Reading text:
Friday, January 29, 2010

Over. And Done With


It seems like the fine folks who make Cottonelle toilet paper are a little late to the party. About six years late, to be more precise, to the party that I hosted and closed with a definitive bang. You see, back on December 7, 2003, the now-defunct Cleveland Plain Dealer Sunday Magazine published an essay I wrote extolling the absolute correctness of the top-down method of toilet paper deployment and debunking unequivocally the from-the-bottom method. Now the Cottonelle people are promoting a worldwide debate on the subject, using the less exact terms "over" and "under." An apt subject for debate, but really, Cottonelle, I settled this tissue issue years ago; you might as well have a debate about VHS and Beta. Nevertheless, I feed the need to be heard from again on this crucial subject, so here is my original essay.

I'm a top-down (TD) guy. Have been for years, obsessively so. I can tolerate from-the-bottom (FTB) people, but I put them in the category of the Eternally Suspicious, along with self-professed vampires and Art Modell apologists.

It's such a quick and foolproof litmus test, not only of someone's personality but of his or her character, soul even. Just head into a person's bathroom and look at the toilet paper roll: If the toilet paper unspools from the top down, you know the person is all right; from the bottom up, well, be cautious.

For purely practical reasons, there is no choice. TD is much more efficient and correct. Gravity is dependable, so why not utilize it? TD allows for one easy revolution of the roll to find the end. The unspooling is natural. FTB, especially if your roll is thick-ply, often results in frustrating spins, spins and more spins to find that elusive free end. Dawdling time is over when you make the move for the paper; to waste additional time trying to remove some paper from the roll is an insult to one's intelligence.

Undoubtedly, the paper that faces you coming off a TD roll is the money side, the proper side. What comes at you FTB, though it might seem appropriate, is the backside. Whether you're an obsessive folder of the TP or a reckless clumper, FTB people still end up with the side that unspools. How silly to use the wrong side for your business. It's like using the other side of sandpaper to sand, the other side of the knife to cut, the other side of the cigarette to smoke.

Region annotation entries
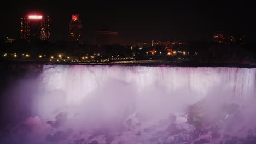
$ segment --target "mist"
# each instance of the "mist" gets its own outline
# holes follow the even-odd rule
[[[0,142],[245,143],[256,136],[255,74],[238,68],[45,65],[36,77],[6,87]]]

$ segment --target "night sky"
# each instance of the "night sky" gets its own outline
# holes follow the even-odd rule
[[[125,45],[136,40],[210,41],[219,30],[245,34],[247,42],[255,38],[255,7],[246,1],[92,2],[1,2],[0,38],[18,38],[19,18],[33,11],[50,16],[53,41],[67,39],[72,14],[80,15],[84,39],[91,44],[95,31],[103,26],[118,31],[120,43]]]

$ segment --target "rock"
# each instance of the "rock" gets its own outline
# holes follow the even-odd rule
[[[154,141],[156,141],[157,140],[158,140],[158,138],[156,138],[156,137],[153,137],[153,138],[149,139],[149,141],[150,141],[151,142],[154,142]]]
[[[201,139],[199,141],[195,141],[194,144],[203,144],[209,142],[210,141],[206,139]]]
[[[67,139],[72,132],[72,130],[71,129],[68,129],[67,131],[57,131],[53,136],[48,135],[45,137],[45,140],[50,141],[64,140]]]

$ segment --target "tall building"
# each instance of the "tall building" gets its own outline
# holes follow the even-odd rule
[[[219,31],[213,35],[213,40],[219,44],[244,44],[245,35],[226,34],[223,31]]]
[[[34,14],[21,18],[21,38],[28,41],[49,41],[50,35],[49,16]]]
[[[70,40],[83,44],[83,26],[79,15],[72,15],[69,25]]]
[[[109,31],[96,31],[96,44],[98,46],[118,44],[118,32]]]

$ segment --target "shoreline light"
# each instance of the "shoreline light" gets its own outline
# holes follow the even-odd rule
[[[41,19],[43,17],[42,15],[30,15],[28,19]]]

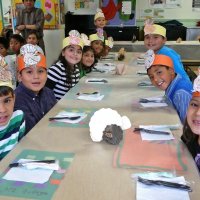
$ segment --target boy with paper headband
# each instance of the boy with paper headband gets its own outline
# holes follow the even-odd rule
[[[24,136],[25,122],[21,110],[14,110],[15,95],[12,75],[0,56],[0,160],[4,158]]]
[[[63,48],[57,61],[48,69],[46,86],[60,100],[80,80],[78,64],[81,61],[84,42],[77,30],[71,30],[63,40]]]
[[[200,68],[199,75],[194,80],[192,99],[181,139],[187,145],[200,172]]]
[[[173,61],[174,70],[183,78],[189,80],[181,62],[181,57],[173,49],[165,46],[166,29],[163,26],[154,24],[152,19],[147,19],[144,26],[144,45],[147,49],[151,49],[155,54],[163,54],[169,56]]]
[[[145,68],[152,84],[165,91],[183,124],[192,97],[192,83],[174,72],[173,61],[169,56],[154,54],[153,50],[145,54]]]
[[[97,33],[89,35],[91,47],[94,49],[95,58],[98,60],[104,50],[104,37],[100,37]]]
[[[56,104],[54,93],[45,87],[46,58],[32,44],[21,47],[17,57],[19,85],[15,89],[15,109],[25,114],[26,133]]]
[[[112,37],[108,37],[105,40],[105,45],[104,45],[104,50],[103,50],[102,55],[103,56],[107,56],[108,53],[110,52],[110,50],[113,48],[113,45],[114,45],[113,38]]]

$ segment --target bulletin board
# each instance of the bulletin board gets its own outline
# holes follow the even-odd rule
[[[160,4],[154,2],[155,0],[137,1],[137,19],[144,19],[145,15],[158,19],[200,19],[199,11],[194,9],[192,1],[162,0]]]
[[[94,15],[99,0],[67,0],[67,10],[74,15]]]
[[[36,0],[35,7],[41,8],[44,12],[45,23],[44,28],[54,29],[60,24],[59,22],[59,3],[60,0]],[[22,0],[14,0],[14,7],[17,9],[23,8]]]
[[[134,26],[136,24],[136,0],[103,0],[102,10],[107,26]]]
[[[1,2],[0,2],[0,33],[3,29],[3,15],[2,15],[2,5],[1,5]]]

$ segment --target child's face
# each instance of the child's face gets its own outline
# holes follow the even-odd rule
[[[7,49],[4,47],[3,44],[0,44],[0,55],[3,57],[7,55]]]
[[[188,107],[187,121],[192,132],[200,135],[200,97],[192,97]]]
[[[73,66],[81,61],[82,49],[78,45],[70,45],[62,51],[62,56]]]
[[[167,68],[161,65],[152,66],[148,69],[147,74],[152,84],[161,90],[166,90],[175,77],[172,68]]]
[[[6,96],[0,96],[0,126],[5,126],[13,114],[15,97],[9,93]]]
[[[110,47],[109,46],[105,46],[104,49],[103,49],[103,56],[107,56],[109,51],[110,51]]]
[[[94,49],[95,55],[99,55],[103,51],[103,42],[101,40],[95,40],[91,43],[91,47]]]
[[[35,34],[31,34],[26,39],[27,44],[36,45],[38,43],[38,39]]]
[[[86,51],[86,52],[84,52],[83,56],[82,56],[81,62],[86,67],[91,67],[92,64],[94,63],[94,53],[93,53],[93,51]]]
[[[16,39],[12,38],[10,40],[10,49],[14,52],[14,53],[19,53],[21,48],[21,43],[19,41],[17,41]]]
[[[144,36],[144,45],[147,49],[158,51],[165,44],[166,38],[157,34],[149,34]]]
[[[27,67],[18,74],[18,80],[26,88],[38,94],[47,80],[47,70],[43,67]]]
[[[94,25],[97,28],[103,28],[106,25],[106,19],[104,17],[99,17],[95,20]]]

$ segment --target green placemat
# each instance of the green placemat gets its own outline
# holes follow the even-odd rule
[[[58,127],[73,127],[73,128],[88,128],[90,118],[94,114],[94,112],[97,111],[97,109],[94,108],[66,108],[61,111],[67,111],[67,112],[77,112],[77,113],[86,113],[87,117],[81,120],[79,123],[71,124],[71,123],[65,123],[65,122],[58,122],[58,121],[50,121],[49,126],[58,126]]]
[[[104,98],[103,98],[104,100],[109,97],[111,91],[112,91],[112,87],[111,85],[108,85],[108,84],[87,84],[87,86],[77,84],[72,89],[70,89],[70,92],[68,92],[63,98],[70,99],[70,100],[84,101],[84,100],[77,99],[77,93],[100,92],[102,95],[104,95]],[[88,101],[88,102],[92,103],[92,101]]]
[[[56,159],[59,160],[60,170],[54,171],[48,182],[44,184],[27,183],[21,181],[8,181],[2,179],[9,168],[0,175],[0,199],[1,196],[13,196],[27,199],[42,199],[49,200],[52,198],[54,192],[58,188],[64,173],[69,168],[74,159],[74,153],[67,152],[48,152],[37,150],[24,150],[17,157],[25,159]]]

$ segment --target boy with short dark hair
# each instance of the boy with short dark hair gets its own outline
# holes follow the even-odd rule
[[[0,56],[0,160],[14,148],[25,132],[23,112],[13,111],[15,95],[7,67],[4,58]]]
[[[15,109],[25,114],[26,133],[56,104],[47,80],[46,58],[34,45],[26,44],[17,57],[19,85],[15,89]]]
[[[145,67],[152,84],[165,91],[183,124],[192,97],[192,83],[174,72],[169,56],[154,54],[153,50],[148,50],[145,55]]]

What to produce: According to the toilet paper essay, on what date did the Cleveland Plain Dealer Sunday Magazine publish the writer's original essay?

Output for this exercise: December 7, 2003